##### Dataset

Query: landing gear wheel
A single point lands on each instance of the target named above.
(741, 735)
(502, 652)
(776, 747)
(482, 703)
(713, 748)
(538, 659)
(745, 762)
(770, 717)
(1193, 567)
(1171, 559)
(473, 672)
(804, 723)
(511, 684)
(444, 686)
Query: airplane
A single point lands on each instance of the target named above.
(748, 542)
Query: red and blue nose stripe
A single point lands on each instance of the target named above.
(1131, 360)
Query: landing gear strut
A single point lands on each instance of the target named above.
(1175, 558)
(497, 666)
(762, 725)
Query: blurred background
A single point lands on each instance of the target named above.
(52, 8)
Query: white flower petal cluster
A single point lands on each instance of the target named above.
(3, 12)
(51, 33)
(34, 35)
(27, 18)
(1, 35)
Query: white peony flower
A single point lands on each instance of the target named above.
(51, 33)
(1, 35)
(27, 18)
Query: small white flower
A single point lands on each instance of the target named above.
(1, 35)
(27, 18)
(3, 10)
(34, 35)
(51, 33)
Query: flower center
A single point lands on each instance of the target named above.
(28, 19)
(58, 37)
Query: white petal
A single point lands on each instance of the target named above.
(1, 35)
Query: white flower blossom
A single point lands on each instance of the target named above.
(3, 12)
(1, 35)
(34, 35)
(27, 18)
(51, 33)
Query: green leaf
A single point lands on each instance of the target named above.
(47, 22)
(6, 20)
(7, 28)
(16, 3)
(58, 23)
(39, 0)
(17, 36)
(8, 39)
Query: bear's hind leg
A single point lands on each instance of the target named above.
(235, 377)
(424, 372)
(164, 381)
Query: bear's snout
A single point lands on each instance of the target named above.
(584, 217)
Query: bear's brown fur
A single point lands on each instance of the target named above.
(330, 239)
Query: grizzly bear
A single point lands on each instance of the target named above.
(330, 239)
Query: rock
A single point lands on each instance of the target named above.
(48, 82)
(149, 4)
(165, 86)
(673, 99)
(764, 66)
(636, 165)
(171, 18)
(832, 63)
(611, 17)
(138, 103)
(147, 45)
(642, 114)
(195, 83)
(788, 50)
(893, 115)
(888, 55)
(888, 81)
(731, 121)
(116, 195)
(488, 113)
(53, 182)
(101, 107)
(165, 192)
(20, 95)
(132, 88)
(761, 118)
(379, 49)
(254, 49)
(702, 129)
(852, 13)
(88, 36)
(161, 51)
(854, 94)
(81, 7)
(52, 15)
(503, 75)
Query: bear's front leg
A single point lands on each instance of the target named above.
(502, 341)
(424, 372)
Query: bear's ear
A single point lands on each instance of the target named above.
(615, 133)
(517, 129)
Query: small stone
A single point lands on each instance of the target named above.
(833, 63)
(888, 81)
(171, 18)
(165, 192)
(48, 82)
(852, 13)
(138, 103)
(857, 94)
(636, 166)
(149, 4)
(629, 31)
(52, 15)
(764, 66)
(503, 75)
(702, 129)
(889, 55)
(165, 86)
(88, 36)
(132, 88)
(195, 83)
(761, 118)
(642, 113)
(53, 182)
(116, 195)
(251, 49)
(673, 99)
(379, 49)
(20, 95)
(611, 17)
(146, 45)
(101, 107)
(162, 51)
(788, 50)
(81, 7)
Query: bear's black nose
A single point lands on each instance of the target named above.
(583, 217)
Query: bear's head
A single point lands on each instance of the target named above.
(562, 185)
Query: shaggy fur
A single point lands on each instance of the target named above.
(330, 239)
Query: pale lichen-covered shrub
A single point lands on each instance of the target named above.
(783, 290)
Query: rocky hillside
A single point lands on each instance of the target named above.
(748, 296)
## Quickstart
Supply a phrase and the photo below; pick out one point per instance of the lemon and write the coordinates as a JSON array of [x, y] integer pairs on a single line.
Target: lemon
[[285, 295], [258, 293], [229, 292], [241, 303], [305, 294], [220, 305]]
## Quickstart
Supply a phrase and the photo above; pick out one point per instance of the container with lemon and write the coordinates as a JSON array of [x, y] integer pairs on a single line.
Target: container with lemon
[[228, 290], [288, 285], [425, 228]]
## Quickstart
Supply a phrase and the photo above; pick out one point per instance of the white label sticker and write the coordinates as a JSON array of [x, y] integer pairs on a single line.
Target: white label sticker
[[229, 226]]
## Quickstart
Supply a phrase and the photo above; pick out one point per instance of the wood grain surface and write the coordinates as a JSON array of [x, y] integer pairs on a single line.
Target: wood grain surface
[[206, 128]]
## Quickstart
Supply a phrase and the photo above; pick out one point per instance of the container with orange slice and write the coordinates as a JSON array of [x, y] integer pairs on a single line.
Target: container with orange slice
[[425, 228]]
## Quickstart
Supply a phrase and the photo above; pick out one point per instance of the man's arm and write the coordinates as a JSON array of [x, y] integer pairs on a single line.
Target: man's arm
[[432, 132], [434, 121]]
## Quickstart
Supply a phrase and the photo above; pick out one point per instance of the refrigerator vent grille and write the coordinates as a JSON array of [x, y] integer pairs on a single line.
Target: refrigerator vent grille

##########

Extract every one of the lines above and reproduce them verbatim, in their original order.

» The completed task:
Query: landing gear wheel
A single point lands on each instance of the target named above.
(741, 735)
(502, 652)
(776, 747)
(482, 703)
(713, 748)
(538, 659)
(745, 762)
(770, 717)
(1193, 567)
(1171, 559)
(473, 672)
(804, 723)
(511, 684)
(444, 686)
Query: airplane
A single point lands on each instance of the target named above.
(748, 542)
Query: red and blue nose stripe
A single point lands on each instance of the target named above.
(1131, 360)
Query: landing gear strut
A single point lands on each instance of the target named above.
(1175, 558)
(497, 666)
(762, 725)
Query: blurred background
A single point lands on each instance of the target named above.
(52, 8)
Query: white flower petal cluster
A single point lands on each instance of the target named above.
(3, 12)
(51, 33)
(34, 35)
(27, 18)
(1, 35)
Query: white peony flower
A single point lands on each instance of the target named above.
(51, 33)
(1, 35)
(27, 18)
Query: small white flower
A single point lands on each instance of the target named above.
(1, 35)
(27, 18)
(3, 10)
(34, 35)
(51, 33)
Query: flower center
A single point lands on each instance of the target named above.
(28, 19)
(58, 37)
Query: white petal
A single point lands on each instance of the target named above.
(1, 35)
Query: white flower blossom
A single point lands on each instance of the target named above.
(3, 12)
(1, 35)
(34, 35)
(27, 18)
(51, 33)
Query: green leaf
A single point lands on each instance of the target named above.
(47, 22)
(6, 20)
(7, 28)
(16, 3)
(58, 23)
(39, 0)
(17, 36)
(8, 39)
Query: bear's hind leg
A single point lands on each instance of the target named above.
(235, 377)
(424, 372)
(164, 381)
Query: bear's snout
A single point lands on each instance of the target named above.
(584, 217)
Query: bear's brown fur
A single point lands on each instance of the target named above.
(330, 239)
Query: grizzly bear
A single point lands on each instance of the target named above.
(330, 239)
Query: rock
A single point lands on each instance of the target named above.
(48, 82)
(149, 4)
(165, 86)
(673, 99)
(764, 66)
(636, 165)
(171, 18)
(832, 63)
(611, 17)
(138, 103)
(147, 45)
(642, 114)
(195, 83)
(788, 50)
(893, 115)
(888, 55)
(888, 81)
(731, 121)
(116, 195)
(488, 113)
(53, 182)
(101, 107)
(165, 192)
(20, 95)
(132, 88)
(761, 118)
(379, 49)
(254, 49)
(702, 129)
(852, 13)
(88, 36)
(161, 51)
(854, 94)
(81, 7)
(52, 15)
(503, 75)
Query: bear's front leg
A single point lands on each instance of the target named above.
(502, 341)
(424, 372)
Query: bear's ear
A single point lands on each instance of the target named above.
(615, 133)
(517, 129)
Query: small stone
A single point lands on each instance of the target named above.
(833, 63)
(888, 81)
(171, 18)
(165, 192)
(48, 82)
(852, 13)
(138, 103)
(857, 94)
(636, 166)
(149, 4)
(629, 31)
(52, 15)
(764, 66)
(503, 75)
(702, 129)
(889, 55)
(165, 86)
(88, 36)
(132, 88)
(195, 83)
(761, 118)
(642, 113)
(53, 182)
(116, 195)
(251, 49)
(673, 99)
(379, 49)
(20, 95)
(611, 17)
(146, 45)
(101, 107)
(162, 51)
(788, 50)
(81, 7)
Query: bear's black nose
A single point lands on each instance of the target named above.
(583, 217)
Query: bear's head
A single point lands on each instance of the target named above.
(562, 185)
Query: shaggy fur
A single point lands on each instance of the target named above.
(330, 239)
Query: pale lichen-covered shrub
A single point lands on each instance of the target named above.
(783, 290)
Query: rocky hillside
A single point lands on each instance of the target named above.
(748, 296)
## Quickstart
Supply a phrase and the photo below; pick out one point per instance of the lemon and write the coordinates as a JSON array of [x, y] integer pairs on a single line.
Target: lemon
[[285, 295], [258, 293], [229, 292], [241, 303], [305, 294], [220, 305]]
## Quickstart
Supply a phrase and the photo above; pick out one point per instance of the container with lemon and write the coordinates as a JSON array of [x, y] integer pairs on a single line.
Target: container with lemon
[[228, 290], [288, 285], [425, 228]]
## Quickstart
Supply a phrase and the photo above; pick out one point per instance of the white label sticker and write the coordinates as a JSON array of [x, y] integer pairs on a single line.
Target: white label sticker
[[229, 226]]
## Quickstart
Supply a phrase and the photo above; pick out one point per instance of the wood grain surface and write the coordinates as a JSON array of [x, y] integer pairs on a single line.
Target: wood grain surface
[[206, 128]]
## Quickstart
Supply a phrase and the photo above; pick out one point per instance of the container with orange slice and write the coordinates as a JSON array of [x, y] integer pairs on a single line.
Target: container with orange slice
[[425, 228]]
## Quickstart
Supply a phrase and the photo above; pick out one point per instance of the man's arm and write the coordinates as a JSON array of [x, y] integer pairs on a single line.
Target: man's arm
[[432, 132], [434, 121]]
## Quickstart
Supply a phrase and the photo above; pick out one point per instance of the refrigerator vent grille and write the coordinates as a JSON array of [x, y] integer pairs on a single line.
Target: refrigerator vent grille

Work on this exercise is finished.